═════ GIVEN DATA ═════
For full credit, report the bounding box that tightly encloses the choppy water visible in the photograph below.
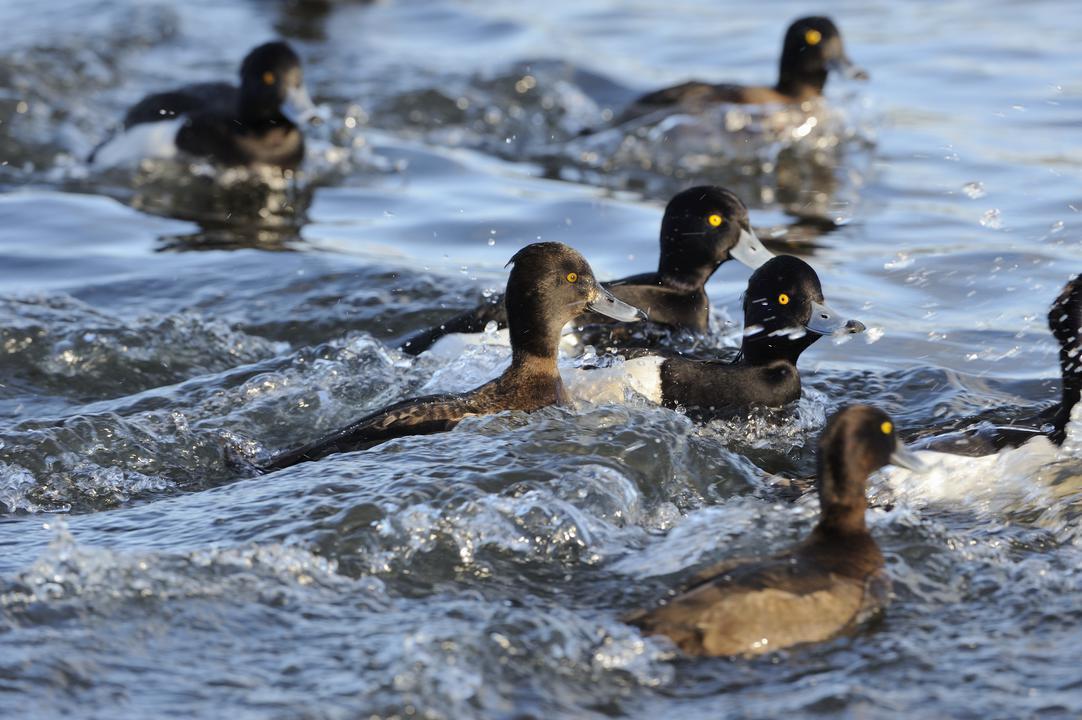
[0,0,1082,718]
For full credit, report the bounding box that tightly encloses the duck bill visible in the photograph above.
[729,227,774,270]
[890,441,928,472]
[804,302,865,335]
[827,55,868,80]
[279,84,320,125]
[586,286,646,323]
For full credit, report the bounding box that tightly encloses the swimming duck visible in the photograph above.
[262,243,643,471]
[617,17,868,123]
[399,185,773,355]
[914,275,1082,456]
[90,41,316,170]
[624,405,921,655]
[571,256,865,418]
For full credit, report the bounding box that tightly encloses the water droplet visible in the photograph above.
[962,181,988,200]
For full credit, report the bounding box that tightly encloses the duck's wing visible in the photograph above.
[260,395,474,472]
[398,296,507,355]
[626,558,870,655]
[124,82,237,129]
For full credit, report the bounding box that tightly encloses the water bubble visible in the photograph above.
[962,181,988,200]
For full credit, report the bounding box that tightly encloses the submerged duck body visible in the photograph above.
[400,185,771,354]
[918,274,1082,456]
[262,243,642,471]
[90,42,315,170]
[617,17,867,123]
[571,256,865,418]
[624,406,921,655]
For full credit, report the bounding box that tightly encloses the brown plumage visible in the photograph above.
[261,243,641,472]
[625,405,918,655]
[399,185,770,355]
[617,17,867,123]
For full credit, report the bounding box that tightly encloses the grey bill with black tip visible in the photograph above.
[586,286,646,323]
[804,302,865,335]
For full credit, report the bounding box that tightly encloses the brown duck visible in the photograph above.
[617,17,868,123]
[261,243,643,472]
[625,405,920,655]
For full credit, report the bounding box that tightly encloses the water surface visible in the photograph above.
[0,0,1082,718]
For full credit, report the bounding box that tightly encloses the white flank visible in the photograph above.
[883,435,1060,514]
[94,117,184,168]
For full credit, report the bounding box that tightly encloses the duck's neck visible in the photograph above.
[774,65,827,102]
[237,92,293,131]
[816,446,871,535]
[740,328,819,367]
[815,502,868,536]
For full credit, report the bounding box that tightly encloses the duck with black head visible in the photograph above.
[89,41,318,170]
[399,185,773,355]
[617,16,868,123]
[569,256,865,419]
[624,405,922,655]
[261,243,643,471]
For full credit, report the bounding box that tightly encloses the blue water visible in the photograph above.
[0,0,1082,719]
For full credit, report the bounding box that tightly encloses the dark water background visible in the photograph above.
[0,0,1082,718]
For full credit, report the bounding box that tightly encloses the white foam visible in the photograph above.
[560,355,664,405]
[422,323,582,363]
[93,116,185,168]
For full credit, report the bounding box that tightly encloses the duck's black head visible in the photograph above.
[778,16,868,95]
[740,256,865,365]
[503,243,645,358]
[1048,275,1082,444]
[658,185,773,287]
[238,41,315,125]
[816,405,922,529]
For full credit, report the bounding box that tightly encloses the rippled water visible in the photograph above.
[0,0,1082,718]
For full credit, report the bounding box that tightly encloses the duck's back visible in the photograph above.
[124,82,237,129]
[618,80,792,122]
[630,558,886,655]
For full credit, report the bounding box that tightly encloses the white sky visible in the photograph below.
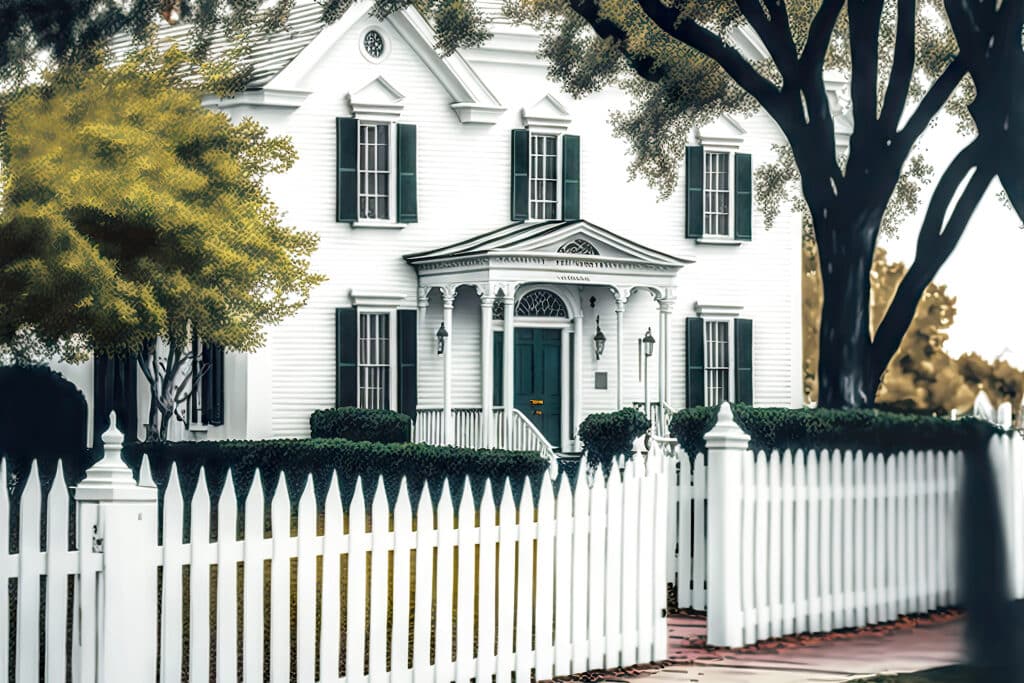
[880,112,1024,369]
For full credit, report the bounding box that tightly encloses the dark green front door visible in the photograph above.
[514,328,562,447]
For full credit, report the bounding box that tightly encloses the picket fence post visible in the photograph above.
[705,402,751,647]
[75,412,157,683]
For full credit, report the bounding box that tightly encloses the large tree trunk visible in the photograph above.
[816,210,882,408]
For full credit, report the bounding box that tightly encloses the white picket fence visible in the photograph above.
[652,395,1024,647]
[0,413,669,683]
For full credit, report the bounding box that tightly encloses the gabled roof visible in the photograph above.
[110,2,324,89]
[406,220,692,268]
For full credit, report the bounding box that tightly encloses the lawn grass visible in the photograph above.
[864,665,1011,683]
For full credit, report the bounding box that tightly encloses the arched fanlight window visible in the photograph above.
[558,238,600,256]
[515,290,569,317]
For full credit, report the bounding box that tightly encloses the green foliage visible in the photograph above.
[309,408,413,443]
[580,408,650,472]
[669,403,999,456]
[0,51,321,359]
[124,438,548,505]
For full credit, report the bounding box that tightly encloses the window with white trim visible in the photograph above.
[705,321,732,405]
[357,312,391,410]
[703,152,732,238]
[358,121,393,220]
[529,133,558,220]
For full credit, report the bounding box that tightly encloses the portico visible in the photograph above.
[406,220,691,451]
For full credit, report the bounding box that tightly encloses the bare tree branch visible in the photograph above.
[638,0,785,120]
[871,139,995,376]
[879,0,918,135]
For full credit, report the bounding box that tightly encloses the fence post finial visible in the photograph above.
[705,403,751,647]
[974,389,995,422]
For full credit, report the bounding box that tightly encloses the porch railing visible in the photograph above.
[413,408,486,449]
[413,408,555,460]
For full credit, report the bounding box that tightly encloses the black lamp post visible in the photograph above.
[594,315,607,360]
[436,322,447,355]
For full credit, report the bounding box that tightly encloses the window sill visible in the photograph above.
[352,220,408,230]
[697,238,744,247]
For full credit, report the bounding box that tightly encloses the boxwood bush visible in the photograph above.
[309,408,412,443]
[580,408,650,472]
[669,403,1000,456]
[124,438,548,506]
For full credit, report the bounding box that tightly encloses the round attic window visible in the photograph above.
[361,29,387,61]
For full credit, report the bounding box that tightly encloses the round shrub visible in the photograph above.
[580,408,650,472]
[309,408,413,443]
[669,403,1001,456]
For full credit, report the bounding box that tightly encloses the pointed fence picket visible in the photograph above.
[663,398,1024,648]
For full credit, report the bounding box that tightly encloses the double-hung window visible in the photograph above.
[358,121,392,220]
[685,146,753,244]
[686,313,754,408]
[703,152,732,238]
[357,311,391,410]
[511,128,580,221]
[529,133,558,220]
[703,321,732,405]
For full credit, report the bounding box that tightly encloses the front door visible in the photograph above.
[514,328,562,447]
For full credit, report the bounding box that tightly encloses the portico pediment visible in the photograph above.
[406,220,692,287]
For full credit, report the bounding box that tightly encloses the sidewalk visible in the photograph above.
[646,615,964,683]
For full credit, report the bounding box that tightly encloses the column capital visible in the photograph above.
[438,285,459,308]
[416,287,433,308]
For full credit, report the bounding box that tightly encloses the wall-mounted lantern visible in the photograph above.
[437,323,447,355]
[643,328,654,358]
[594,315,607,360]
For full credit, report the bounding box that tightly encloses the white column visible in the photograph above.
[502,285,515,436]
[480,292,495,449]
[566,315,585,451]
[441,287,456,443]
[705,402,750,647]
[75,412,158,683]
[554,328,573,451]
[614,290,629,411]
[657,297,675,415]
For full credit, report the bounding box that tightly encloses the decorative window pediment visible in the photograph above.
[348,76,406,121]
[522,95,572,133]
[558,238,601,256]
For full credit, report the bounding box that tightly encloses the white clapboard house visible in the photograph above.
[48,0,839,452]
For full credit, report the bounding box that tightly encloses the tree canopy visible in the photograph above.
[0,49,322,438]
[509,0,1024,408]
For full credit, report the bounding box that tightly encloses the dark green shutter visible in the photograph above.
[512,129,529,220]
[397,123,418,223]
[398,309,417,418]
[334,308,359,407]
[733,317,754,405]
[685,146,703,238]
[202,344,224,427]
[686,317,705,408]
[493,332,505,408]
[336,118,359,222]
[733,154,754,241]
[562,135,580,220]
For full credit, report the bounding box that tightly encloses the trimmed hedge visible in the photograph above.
═════
═════ GIVEN DATA ═════
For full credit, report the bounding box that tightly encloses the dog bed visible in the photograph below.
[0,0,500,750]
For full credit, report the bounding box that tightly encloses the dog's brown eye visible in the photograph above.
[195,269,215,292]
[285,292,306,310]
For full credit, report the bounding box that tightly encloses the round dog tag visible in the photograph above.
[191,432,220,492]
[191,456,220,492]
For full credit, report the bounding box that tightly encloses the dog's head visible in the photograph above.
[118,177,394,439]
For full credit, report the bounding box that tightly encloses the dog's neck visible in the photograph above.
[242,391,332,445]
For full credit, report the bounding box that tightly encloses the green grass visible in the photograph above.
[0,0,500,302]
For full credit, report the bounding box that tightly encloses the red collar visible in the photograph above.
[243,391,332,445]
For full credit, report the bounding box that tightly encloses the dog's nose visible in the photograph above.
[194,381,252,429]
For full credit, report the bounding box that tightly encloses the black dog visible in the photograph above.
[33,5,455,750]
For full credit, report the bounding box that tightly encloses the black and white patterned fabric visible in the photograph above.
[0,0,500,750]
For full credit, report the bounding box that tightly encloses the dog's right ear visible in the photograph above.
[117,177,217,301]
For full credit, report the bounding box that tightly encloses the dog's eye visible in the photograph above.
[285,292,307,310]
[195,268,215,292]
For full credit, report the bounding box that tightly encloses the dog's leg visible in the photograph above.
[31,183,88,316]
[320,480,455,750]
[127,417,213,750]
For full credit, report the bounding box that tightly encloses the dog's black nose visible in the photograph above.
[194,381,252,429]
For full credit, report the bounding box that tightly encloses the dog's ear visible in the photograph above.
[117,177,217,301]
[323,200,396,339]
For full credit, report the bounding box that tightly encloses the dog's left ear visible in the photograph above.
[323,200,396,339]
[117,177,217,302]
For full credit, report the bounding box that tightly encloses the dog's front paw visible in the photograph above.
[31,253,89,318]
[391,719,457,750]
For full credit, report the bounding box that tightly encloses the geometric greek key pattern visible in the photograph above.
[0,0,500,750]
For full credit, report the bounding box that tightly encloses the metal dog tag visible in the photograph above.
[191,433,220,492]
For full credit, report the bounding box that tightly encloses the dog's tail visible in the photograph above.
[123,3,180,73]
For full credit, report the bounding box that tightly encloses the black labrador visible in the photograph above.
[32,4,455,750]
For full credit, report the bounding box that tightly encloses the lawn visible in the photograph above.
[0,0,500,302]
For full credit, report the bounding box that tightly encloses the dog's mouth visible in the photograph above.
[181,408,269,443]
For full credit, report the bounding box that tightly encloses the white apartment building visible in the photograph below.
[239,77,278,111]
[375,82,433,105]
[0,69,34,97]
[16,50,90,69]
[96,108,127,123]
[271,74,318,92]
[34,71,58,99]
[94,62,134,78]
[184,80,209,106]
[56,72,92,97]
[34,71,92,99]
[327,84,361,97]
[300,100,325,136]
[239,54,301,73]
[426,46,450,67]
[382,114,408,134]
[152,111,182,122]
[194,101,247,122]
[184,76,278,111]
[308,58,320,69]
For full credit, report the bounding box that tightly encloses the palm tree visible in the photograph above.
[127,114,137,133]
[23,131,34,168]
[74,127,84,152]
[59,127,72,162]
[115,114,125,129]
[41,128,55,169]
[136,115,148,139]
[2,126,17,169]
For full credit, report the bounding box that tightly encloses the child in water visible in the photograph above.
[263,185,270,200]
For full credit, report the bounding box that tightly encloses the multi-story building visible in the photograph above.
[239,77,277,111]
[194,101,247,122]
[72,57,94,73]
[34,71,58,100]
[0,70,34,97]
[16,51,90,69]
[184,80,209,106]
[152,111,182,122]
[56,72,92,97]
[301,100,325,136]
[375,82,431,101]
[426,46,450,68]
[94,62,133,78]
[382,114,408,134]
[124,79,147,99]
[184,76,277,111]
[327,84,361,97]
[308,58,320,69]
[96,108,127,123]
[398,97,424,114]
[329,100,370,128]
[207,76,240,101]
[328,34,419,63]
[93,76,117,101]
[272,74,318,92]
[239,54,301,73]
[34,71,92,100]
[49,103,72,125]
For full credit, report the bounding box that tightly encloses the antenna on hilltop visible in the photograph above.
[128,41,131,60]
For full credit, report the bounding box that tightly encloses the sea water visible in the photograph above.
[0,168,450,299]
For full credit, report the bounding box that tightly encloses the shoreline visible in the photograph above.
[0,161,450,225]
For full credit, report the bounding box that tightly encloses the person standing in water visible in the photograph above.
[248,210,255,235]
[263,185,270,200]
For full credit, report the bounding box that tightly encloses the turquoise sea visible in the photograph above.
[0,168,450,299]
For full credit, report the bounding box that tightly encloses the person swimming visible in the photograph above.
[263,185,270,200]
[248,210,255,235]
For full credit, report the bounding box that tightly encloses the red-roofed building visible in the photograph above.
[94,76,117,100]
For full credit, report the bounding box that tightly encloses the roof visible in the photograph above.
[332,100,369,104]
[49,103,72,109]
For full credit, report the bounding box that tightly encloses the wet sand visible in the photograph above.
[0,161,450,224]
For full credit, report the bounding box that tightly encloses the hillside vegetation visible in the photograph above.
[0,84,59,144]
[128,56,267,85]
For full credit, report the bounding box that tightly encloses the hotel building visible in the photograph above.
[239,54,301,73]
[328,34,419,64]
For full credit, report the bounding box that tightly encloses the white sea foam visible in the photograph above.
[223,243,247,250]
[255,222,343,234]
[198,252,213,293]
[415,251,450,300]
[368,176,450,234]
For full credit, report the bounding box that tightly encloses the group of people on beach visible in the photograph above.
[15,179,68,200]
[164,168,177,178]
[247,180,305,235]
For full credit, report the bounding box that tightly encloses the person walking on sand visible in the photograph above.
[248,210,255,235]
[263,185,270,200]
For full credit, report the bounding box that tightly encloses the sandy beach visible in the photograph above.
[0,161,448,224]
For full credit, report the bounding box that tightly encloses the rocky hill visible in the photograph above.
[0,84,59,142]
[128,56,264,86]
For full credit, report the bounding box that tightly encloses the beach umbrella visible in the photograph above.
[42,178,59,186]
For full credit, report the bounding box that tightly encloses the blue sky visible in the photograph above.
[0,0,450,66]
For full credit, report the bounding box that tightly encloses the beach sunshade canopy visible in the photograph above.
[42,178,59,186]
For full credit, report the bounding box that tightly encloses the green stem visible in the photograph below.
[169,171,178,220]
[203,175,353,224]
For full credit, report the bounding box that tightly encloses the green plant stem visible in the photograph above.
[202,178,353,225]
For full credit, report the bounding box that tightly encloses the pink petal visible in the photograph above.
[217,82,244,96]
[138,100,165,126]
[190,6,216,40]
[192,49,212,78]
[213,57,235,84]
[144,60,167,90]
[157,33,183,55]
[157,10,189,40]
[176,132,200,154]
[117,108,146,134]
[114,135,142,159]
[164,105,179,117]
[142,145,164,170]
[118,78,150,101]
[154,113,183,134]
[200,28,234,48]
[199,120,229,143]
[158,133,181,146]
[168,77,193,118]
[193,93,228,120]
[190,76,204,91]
═════
» **EXERCISE DIRECTIONS**: Copy the rows word for word, everything from the line containing "back visible in the photograph above." down to the line containing "[406,220,692,268]", both included. Leave the pictures out.

» **RESPONSE TO THIS TASK**:
For full credit, report the bounding box that tightly encloses the duck's back visible in the photograph above.
[124,82,237,129]
[618,80,792,122]
[630,558,886,655]
For full credit, report the bounding box that tightly encloses the white sky visible in the photograph below.
[880,112,1024,369]
For full credit, report the bounding box that tightly encloses the dark green front door visible in the photograph above.
[514,328,562,447]
For full credit, report the bounding box that tightly encloses the picket fence post visible in the photograph above.
[705,402,751,647]
[75,412,157,683]
For full credit, report the bounding box that tightly encloses the large tree trunk visible in the photograph above.
[816,210,882,408]
For full credit, report the bounding box that tightly encloses the white picket fence visible in the photograph above.
[652,395,1024,647]
[0,413,669,683]
For full credit, report the bounding box that tightly encloses the gabled roof visible in the photograph above.
[110,2,324,89]
[406,220,692,268]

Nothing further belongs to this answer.